Description of the task >>
Retype the fried clams passage between "We've come up" and "frying to order).", inclusive.

Text shown >>
I'm not sure why this is the case, and it's a frequent topic of conversation between my mother and me. She's an absolute fried clam fiend; Several times a summer she'll get up early, make the long drive from New York to Woodman's in Essex (where Lawrence Woodman supposedly invented the modern form of the dish back in 1916) or the Clam Box in Ipswich or perhaps Island Creek Oysters in Boston, polish off an order of fried clams for lunch, then drive right back home. It's a heavy price to pay for seafood perfection, but that's the kind of admiration great fried clams breed in people.

We've come up with several theories between the two of us. The first is the raw ingredients just don't make it down to New York. Fried clams are made with soft shell clams, the kinds with big bellies and long, tender siphons. If you've been to a New England clam shack, you've seen them served as "steamers" (sand gapers if you're from old England), served with a tub of steamer water for washing off the grit, and a tub of drawn butter for making them delicious. If you're getting them fried, they've been pre-shucked and packed fresh into plastic buckets before being delivered to the shop (nobody shucks clams for frying to order).

"New Englanders may get first dibs on those clams, but I've certainly seen the exact same buckets in New York restaurants"

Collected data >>
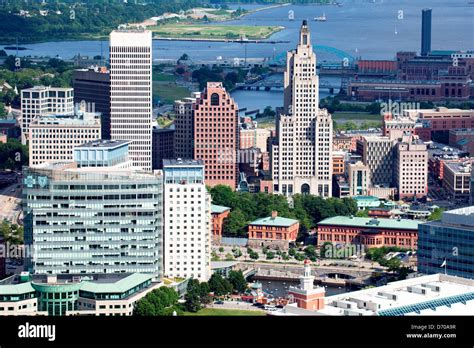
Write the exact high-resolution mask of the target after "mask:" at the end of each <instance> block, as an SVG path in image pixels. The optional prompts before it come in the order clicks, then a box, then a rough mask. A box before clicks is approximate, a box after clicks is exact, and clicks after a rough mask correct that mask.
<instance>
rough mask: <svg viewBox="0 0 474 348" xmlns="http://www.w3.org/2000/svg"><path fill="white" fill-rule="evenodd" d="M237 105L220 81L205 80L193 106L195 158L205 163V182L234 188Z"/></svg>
mask: <svg viewBox="0 0 474 348" xmlns="http://www.w3.org/2000/svg"><path fill="white" fill-rule="evenodd" d="M238 110H239V108H238V106H237V104H236V103H235V102H234V100H233V99H232V97H231V96H230V94H229V93H228V92H227V91H226V90H225V88H224V86H223V85H222V82H208V83H207V87H206V89H205V90H204V92H203V93H202V94H201V95H200V97H199V98H197V99H196V105H195V107H194V146H193V150H194V159H196V160H202V161H203V162H204V165H205V166H206V171H205V172H206V178H205V182H206V185H209V186H211V187H212V186H215V185H228V186H230V187H232V189H235V187H236V185H237V178H238V171H239V166H238V163H237V149H238V146H239V114H238Z"/></svg>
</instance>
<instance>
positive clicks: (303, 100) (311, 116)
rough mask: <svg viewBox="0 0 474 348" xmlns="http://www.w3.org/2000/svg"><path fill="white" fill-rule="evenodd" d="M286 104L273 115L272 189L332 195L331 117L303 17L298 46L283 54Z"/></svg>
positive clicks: (284, 92) (315, 57) (318, 194)
mask: <svg viewBox="0 0 474 348" xmlns="http://www.w3.org/2000/svg"><path fill="white" fill-rule="evenodd" d="M286 62H287V63H286V71H285V77H284V88H285V91H284V98H285V100H284V107H283V112H282V113H280V114H279V115H278V118H277V122H276V123H277V124H276V128H277V136H278V140H277V143H276V144H274V145H273V147H272V175H273V182H274V185H275V192H276V193H280V194H284V195H287V196H291V195H293V194H296V193H303V194H308V193H310V194H314V195H318V196H323V197H329V196H331V192H332V188H331V186H332V185H331V184H332V117H331V115H330V114H329V113H328V112H327V110H326V109H323V110H321V109H319V78H318V75H317V74H316V54H315V53H314V51H313V48H312V46H311V36H310V31H309V28H308V25H307V22H306V21H303V25H302V26H301V29H300V38H299V43H298V46H297V47H296V50H292V51H289V52H288V53H287V60H286Z"/></svg>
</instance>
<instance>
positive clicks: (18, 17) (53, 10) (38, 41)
mask: <svg viewBox="0 0 474 348" xmlns="http://www.w3.org/2000/svg"><path fill="white" fill-rule="evenodd" d="M320 1H321V0H314V1H313V2H315V3H316V2H320ZM70 3H71V1H70V0H61V1H58V2H57V3H55V4H39V3H38V4H36V3H28V4H21V3H8V4H7V5H5V6H3V7H0V33H1V34H0V43H2V45H5V46H7V47H8V46H10V47H11V46H16V45H15V44H16V43H17V39H18V45H19V47H21V45H27V44H34V43H43V42H63V41H85V40H108V38H109V33H110V31H112V30H113V29H116V28H117V27H118V26H119V25H125V26H132V25H142V26H146V27H147V28H148V29H151V30H152V31H154V32H157V33H159V35H158V38H166V39H181V40H182V39H188V38H193V39H206V40H217V41H220V40H222V41H225V40H238V39H240V38H241V37H242V36H243V35H244V36H245V38H246V39H250V40H260V39H266V38H268V37H270V36H271V35H273V34H274V33H276V32H278V31H280V30H282V29H284V27H281V26H250V25H246V26H240V25H235V26H234V25H230V26H226V25H219V23H222V22H228V21H231V20H239V19H241V18H243V17H245V16H247V15H249V14H252V13H255V12H259V11H264V10H268V9H272V8H276V7H282V6H288V5H290V3H289V2H284V3H279V2H277V1H275V0H270V1H264V2H261V1H260V2H259V1H252V2H242V4H247V3H252V4H262V6H263V7H259V8H256V9H250V10H245V9H242V8H240V7H239V8H237V9H229V7H228V5H227V3H226V1H221V2H219V3H218V4H215V5H214V7H206V6H209V5H204V4H203V3H202V2H201V1H200V0H190V1H188V0H186V1H184V0H171V1H154V2H149V3H147V5H146V6H143V4H139V3H136V4H132V3H122V4H118V3H108V4H104V3H103V2H100V1H96V0H91V1H90V2H89V3H87V4H84V3H83V4H80V5H77V6H76V5H75V7H74V8H73V9H71V7H70ZM265 5H267V6H265ZM210 27H214V28H213V29H212V28H210ZM21 49H24V47H22V48H21Z"/></svg>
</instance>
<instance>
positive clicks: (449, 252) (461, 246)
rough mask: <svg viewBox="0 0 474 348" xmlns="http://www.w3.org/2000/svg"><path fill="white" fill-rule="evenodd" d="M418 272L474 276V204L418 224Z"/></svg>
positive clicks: (462, 275)
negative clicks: (439, 273)
mask: <svg viewBox="0 0 474 348" xmlns="http://www.w3.org/2000/svg"><path fill="white" fill-rule="evenodd" d="M418 229H419V232H418V271H419V272H420V273H425V274H433V273H444V272H445V268H444V267H441V265H442V264H443V262H444V260H446V273H447V274H448V275H453V276H458V277H463V278H469V279H474V206H471V207H467V208H460V209H455V210H451V211H448V212H444V213H443V216H442V218H441V220H439V221H432V222H428V223H425V224H420V225H419V227H418Z"/></svg>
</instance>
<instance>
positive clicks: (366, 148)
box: [357, 136, 396, 187]
mask: <svg viewBox="0 0 474 348" xmlns="http://www.w3.org/2000/svg"><path fill="white" fill-rule="evenodd" d="M395 143H396V140H392V139H390V138H389V137H381V136H364V137H362V139H360V140H357V152H358V153H359V154H360V155H361V156H362V162H364V164H365V165H366V166H367V167H368V168H369V171H370V181H371V185H370V186H384V187H390V185H391V184H392V181H393V170H394V169H393V151H394V150H393V149H394V146H395Z"/></svg>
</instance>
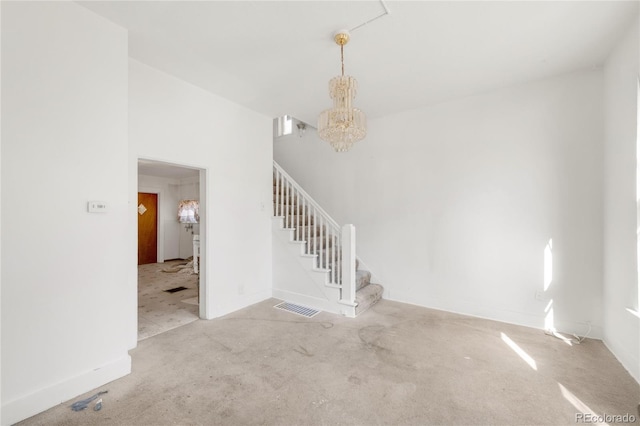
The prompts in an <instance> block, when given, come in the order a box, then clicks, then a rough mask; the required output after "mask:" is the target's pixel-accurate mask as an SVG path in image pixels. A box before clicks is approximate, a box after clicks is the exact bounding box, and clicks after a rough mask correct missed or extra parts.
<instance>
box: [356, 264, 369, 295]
mask: <svg viewBox="0 0 640 426" xmlns="http://www.w3.org/2000/svg"><path fill="white" fill-rule="evenodd" d="M370 282H371V272H369V271H365V270H362V269H361V270H359V271H358V270H356V292H357V291H358V290H360V289H362V288H364V287H366V286H368V285H369V284H370Z"/></svg>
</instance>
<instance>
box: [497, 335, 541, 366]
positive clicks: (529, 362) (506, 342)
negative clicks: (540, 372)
mask: <svg viewBox="0 0 640 426" xmlns="http://www.w3.org/2000/svg"><path fill="white" fill-rule="evenodd" d="M500 336H501V337H502V341H503V342H505V343H506V344H507V346H509V347H510V348H511V349H513V351H514V352H515V353H516V354H518V356H519V357H520V358H522V359H523V360H524V362H526V363H527V364H529V367H531V368H533V369H534V370H535V371H538V366H537V365H536V362H535V360H534V359H533V358H531V356H529V354H528V353H526V352H525V351H524V350H523V349H522V348H521V347H520V346H518V345H517V344H516V342H514V341H513V340H511V339H510V338H509V336H507V335H506V334H504V333H500Z"/></svg>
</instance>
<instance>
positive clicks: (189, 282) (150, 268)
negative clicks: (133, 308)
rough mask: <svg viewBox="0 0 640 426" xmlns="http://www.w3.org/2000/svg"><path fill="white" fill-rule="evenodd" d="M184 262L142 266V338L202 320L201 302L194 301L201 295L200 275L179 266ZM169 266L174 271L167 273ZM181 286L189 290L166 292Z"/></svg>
mask: <svg viewBox="0 0 640 426" xmlns="http://www.w3.org/2000/svg"><path fill="white" fill-rule="evenodd" d="M184 263H186V261H182V260H178V261H169V262H165V263H150V264H148V265H140V266H138V340H142V339H146V338H148V337H151V336H155V335H157V334H160V333H164V332H165V331H168V330H172V329H174V328H176V327H180V326H183V325H185V324H189V323H190V322H193V321H195V320H197V319H198V306H197V302H196V303H195V305H194V303H193V302H192V301H193V299H194V298H195V300H197V296H198V275H195V274H191V273H189V272H190V271H192V270H193V269H191V270H188V269H185V270H182V269H180V268H179V267H178V266H179V265H181V264H184ZM165 269H166V270H173V271H174V272H173V273H171V272H163V270H165ZM177 271H180V272H177ZM180 286H182V287H186V288H187V290H182V291H179V292H177V293H167V292H166V291H165V290H169V289H171V288H176V287H180ZM184 300H187V302H186V303H185V302H183V301H184Z"/></svg>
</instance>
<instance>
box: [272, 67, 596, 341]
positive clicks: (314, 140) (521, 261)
mask: <svg viewBox="0 0 640 426" xmlns="http://www.w3.org/2000/svg"><path fill="white" fill-rule="evenodd" d="M363 90H364V89H363ZM361 107H363V108H364V106H361ZM602 138H603V129H602V72H601V70H594V71H585V72H578V73H573V74H568V75H563V76H558V77H554V78H549V79H545V80H542V81H536V82H532V83H529V84H524V85H520V86H517V87H511V88H507V89H503V90H496V91H493V92H490V93H486V94H482V95H478V96H473V97H469V98H465V99H461V100H456V101H452V102H448V103H444V104H439V105H435V106H431V107H427V108H423V109H419V110H413V111H407V112H404V113H400V114H397V115H394V116H389V117H384V118H378V119H373V120H370V126H369V136H368V137H367V138H366V139H365V140H363V141H360V142H358V144H357V145H356V146H355V147H354V149H353V150H352V151H350V152H348V153H346V154H335V153H333V152H332V151H331V149H330V148H329V147H328V145H327V144H325V143H323V142H321V141H319V140H317V136H316V135H315V133H314V132H307V133H306V134H305V136H304V137H303V138H302V139H300V138H298V137H297V136H290V137H287V138H283V139H281V140H277V141H276V142H274V158H275V159H276V161H278V162H279V163H280V165H281V166H283V168H284V169H285V170H286V171H287V172H288V173H289V174H291V175H292V176H293V177H294V179H296V180H298V182H299V183H300V184H302V186H303V187H304V188H305V190H307V192H309V193H310V194H311V195H312V196H314V197H315V198H316V199H317V200H318V201H319V202H320V203H321V205H323V207H325V208H326V210H327V211H328V212H329V213H330V214H332V215H334V217H335V219H336V220H338V221H339V222H340V223H353V224H355V225H356V228H357V235H358V246H357V247H358V249H357V250H358V256H360V257H361V258H362V259H363V260H364V261H365V262H366V263H367V264H368V265H369V266H370V267H371V268H372V272H374V274H375V275H376V276H377V277H378V278H379V279H380V280H381V281H382V282H381V284H382V285H384V286H385V297H386V298H390V299H394V300H399V301H404V302H409V303H414V304H418V305H423V306H428V307H432V308H437V309H443V310H448V311H454V312H461V313H465V314H470V315H477V316H482V317H488V318H493V319H496V320H501V321H507V322H513V323H518V324H524V325H528V326H533V327H540V328H543V327H545V318H546V315H547V314H546V313H545V307H546V306H547V304H548V303H549V301H548V300H546V301H542V300H536V292H539V291H543V285H544V272H545V261H544V250H545V247H546V245H547V243H548V241H549V240H550V239H553V282H552V284H551V285H550V287H549V289H548V290H547V291H546V292H542V294H541V296H542V298H544V299H552V300H553V305H552V307H553V313H554V319H555V321H554V322H555V327H556V328H557V329H559V330H561V331H571V332H578V333H581V334H583V333H585V332H586V331H587V328H588V327H587V324H586V323H587V321H589V322H591V324H592V325H593V330H592V332H591V335H592V336H596V337H597V336H600V335H601V326H602V313H601V304H600V297H601V292H602V290H601V289H602V287H601V279H602V162H601V161H602V160H601V157H602Z"/></svg>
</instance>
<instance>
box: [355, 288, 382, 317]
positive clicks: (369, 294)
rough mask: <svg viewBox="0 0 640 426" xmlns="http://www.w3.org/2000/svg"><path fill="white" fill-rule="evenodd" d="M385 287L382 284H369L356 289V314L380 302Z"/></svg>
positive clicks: (364, 310) (357, 313) (381, 297)
mask: <svg viewBox="0 0 640 426" xmlns="http://www.w3.org/2000/svg"><path fill="white" fill-rule="evenodd" d="M383 291H384V288H383V287H382V286H381V285H380V284H369V285H367V286H364V287H363V288H361V289H360V290H358V291H356V303H357V304H358V306H357V307H356V315H359V314H361V313H363V312H364V311H366V310H367V309H369V308H370V307H372V306H373V305H375V304H376V303H378V301H379V300H380V299H381V298H382V292H383Z"/></svg>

Output of the task >>
We've come up with several theories between the two of us. The first is the raw ingredients just don't make it down to New York. Fried clams are made with soft shell clams, the kinds with big bellies and long, tender siphons. If you've been to a New England clam shack, you've seen them served as "steamers" (sand gapers if you're from old England), served with a tub of steamer water for washing off the grit, and a tub of drawn butter for making them delicious. If you're getting them fried, they've been pre-shucked and packed fresh into plastic buckets before being delivered to the shop (nobody shucks clams for frying to order).